## Zu erledigende Aufgaben
• A. Gib aus dem Urteil zur Rücknahme einer Baugenehmigung den Abschnitt wortgetreu aus, beginnend mit „II. Die Kläger“ und fortlaufend bis einschließlich „Höhe Sicherheit leistet.“.
• B. Welches Aktenzeichen trägt das Urteil zur Rücknahme einer Baugenehmigung?

Baurecht

Rücknahme einer rechtswidrigen Baugenehmigung

Aktenzeichen  W 5 K 18.1440

Datum:
8.10.2020
Rechtsgebiet:
Fundstelle:
BeckRS – 2020, 29686
Gerichtsart:
VG
Gerichtsort:
Würzburg
Rechtsweg:
Verwaltungsgerichtsbarkeit
Normen:
BayVwVfG Art. 48 Abs. 1 S. 1, Abs. 3 S. 1, Abs. 4 S. 1
BayBO Art. 64 Abs. 4 S. 1

 

Leitsatz

Eine Baugenehmigung ist rechtswidrig, wenn die ihr zugrundeliegenden Planzeichnungen unrichtig sind und dies auf der fehlerhaften Darstellung der natürlichen Geländeoberfläche durch den Planersteller beruht. (Rn. 23) (redaktioneller Leitsatz)

Tenor

I. Die Klage wird abgewiesen.
II. Die Kläger haben die Kosten des Verfahrens als Gesamtschuldner zu tragen.
III. Das Urteil ist wegen der Kosten vorläufig vollstreckbar. Die Kläger können die Vollstreckung durch Sicherheitsleistung in Höhe des zu vollstreckenden Betrages abwenden, wenn nicht die Beklagte vorher in gleicher Höhe Sicherheit leistet.

## Erfasste Daten
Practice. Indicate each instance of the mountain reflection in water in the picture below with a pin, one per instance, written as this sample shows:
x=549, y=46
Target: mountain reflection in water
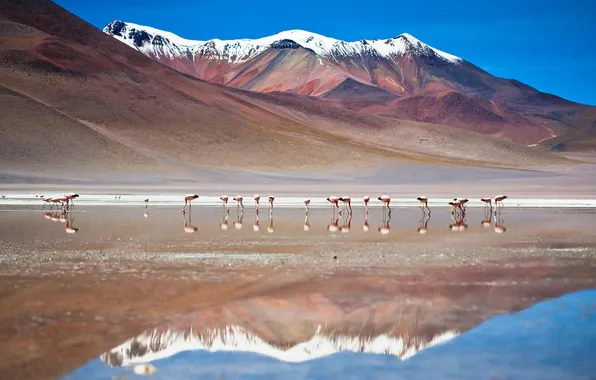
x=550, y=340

## Lösungen der Aufgaben
• A.
II. Die Kläger haben die Kosten des Verfahrens als Gesamtschuldner zu tragen.
III. Das Urteil ist wegen der Kosten vorläufig vollstreckbar. Die Kläger können die Vollstreckung durch Sicherheitsleistung in Höhe des zu vollstreckenden Betrages abwenden, wenn nicht die Beklagte vorher in gleicher Höhe Sicherheit leistet.

• B. W 5 K 18.1440